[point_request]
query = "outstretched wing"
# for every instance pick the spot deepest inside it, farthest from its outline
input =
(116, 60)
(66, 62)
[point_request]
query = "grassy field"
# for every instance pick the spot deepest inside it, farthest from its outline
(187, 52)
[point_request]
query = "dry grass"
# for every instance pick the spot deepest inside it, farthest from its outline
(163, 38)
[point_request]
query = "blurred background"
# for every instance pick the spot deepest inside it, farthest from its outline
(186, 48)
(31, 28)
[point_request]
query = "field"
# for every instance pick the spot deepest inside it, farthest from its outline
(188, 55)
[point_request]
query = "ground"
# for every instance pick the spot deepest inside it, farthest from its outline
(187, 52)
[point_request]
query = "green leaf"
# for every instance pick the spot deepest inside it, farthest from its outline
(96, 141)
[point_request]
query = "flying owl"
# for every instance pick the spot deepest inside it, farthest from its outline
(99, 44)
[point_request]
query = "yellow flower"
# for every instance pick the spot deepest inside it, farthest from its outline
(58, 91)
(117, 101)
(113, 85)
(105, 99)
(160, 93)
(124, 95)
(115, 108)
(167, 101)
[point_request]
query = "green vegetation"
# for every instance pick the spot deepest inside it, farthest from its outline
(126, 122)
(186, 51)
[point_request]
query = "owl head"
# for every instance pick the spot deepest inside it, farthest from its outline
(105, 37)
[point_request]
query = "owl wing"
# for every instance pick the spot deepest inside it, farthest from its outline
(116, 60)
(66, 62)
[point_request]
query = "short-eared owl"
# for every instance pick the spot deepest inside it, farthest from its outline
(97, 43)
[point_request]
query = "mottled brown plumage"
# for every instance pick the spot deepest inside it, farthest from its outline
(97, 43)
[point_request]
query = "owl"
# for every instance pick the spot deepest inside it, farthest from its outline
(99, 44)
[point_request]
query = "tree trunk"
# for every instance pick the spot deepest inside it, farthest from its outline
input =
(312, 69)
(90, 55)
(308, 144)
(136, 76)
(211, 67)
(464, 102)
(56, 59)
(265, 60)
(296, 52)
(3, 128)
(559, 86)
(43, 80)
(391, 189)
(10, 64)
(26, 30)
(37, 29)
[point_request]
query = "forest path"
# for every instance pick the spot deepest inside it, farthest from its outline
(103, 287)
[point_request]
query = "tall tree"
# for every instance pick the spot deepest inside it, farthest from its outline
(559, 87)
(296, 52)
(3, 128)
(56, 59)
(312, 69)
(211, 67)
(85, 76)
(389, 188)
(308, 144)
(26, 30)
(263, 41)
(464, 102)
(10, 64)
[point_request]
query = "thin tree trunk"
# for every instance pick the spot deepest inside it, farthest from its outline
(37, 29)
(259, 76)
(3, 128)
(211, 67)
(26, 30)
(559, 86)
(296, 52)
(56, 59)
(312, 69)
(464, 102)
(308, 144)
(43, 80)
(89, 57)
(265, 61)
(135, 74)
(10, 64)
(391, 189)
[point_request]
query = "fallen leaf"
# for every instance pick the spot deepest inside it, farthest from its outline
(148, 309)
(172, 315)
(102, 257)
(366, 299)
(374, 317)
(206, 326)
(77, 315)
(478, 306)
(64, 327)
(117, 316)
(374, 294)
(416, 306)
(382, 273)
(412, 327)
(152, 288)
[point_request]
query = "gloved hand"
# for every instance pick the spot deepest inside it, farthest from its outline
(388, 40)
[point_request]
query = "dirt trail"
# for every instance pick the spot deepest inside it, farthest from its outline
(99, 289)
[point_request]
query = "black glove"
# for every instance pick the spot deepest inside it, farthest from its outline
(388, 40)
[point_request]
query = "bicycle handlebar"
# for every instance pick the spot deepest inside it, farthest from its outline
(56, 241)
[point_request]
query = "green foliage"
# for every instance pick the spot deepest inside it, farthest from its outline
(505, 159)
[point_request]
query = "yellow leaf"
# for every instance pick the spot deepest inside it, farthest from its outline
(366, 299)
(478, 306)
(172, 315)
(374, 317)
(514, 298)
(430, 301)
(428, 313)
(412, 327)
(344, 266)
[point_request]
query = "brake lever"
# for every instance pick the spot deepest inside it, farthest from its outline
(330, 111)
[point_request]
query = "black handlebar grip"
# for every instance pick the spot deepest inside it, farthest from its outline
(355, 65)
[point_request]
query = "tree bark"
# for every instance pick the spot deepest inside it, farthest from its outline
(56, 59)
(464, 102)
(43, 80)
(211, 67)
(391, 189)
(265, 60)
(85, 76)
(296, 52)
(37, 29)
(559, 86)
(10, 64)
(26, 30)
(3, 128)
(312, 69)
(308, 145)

────────────────────

OBJECTIVE — Repeat each record exactly. Omit nothing.

CORRECT ANSWER —
[point_request]
query = "outstretched wing"
# for every instance pick the spot deepest inside it, farthest from its outline
input =
(116, 60)
(66, 62)
[point_request]
query = "grassy field"
# for every instance pick the spot deepest inside it, farthest from its outline
(187, 52)
[point_request]
query = "dry grass"
# for every instance pick the spot deepest inside it, farthest from its outline
(163, 38)
[point_request]
query = "blurred background"
# for every instance pick the spot deepest inside it, farthest from its outline
(186, 48)
(31, 28)
[point_request]
query = "field"
# for every instance pick the spot deepest inside it, farthest from its outline
(188, 55)
[point_request]
query = "ground"
# for every instance pick the spot deepest inside it, farthest from its outline
(187, 52)
[point_request]
query = "green leaf"
# for every instance pick the spot deepest inside it, farthest from its outline
(96, 141)
[point_request]
query = "flying owl"
# for every instance pick the spot deepest inside it, farthest from its outline
(99, 44)
[point_request]
query = "yellow flower"
# for every instance pick the spot deepest inside it, farthest from its outline
(58, 91)
(117, 101)
(113, 85)
(105, 99)
(160, 93)
(124, 95)
(115, 108)
(167, 101)
[point_request]
query = "green vegetation"
# for every instance pick the spot deepest inside it, farthest from its outline
(126, 122)
(186, 51)
[point_request]
query = "owl head"
# for every instance pick the spot deepest inside it, farthest from its outline
(105, 37)
[point_request]
query = "owl wing"
# for every instance pick the spot deepest inside it, farthest from its outline
(116, 60)
(66, 62)
[point_request]
query = "short-eared owl"
# for every instance pick the spot deepest inside it, farthest from its outline
(97, 43)
[point_request]
query = "mottled brown plumage"
# for every instance pick the spot deepest inside it, farthest from its outline
(97, 43)
[point_request]
query = "owl"
# for every instance pick the spot deepest inside it, farthest from its outline
(99, 44)
[point_request]
query = "tree trunk"
# for every instance pick the spot deepest inside it, farthest from its outline
input =
(312, 69)
(90, 55)
(308, 144)
(136, 76)
(211, 67)
(464, 102)
(56, 59)
(265, 60)
(296, 52)
(3, 128)
(559, 86)
(43, 80)
(391, 189)
(10, 64)
(26, 30)
(37, 29)
[point_request]
query = "forest path"
# for every instance pick the spot deepest inside it, farthest from its outline
(103, 287)
[point_request]
query = "tall tree"
# for every instance pick the spot deepest inside it, farthest from its outline
(559, 87)
(296, 52)
(3, 128)
(56, 59)
(312, 69)
(211, 67)
(85, 76)
(389, 188)
(308, 144)
(26, 30)
(263, 41)
(464, 102)
(10, 64)
[point_request]
query = "thin tree trunk"
# for every instance pick the spot deepest inside it, farthest from its outline
(37, 29)
(259, 76)
(3, 128)
(211, 67)
(26, 30)
(559, 86)
(296, 52)
(56, 59)
(312, 69)
(464, 102)
(308, 144)
(43, 80)
(89, 57)
(265, 61)
(135, 74)
(10, 64)
(391, 189)
[point_request]
query = "fallen leaf"
# for every instance pick the spot deepest inside it, farthest from its outline
(148, 309)
(172, 315)
(102, 257)
(366, 299)
(374, 317)
(206, 326)
(77, 315)
(478, 306)
(64, 327)
(117, 316)
(374, 294)
(416, 306)
(382, 273)
(412, 327)
(152, 288)
[point_request]
query = "gloved hand"
# for every instance pick the spot deepest inside it, farthest from its outline
(388, 40)
[point_request]
query = "dirt trail"
# for every instance pick the spot deepest inside it, farthest from its outline
(99, 289)
[point_request]
query = "black glove"
# for every instance pick the spot deepest inside it, farthest from its outline
(388, 40)
[point_request]
query = "bicycle handlebar"
# for every instance pick the spot deepest inside it, farthest from its outline
(56, 241)
[point_request]
query = "green foliage"
# for every instance pick the spot deepest inside it, farthest from its outline
(505, 159)
[point_request]
query = "yellow leaf"
# for every instance pick the spot deepest inside it, farthest from its outline
(366, 299)
(478, 306)
(172, 315)
(374, 317)
(514, 298)
(430, 301)
(428, 313)
(412, 327)
(344, 266)
[point_request]
query = "brake lever"
# for every instance pick the spot deepest inside it, farthest from its outline
(330, 111)
[point_request]
query = "black handlebar grip"
# for every instance pick the spot deepest inside it, farthest from its outline
(355, 65)
[point_request]
query = "tree bark"
# for every instance pick the spot deepest inside it, farthest from its outline
(56, 59)
(464, 102)
(43, 80)
(211, 67)
(391, 189)
(265, 60)
(85, 76)
(296, 52)
(37, 29)
(559, 86)
(10, 64)
(26, 30)
(3, 128)
(312, 69)
(308, 145)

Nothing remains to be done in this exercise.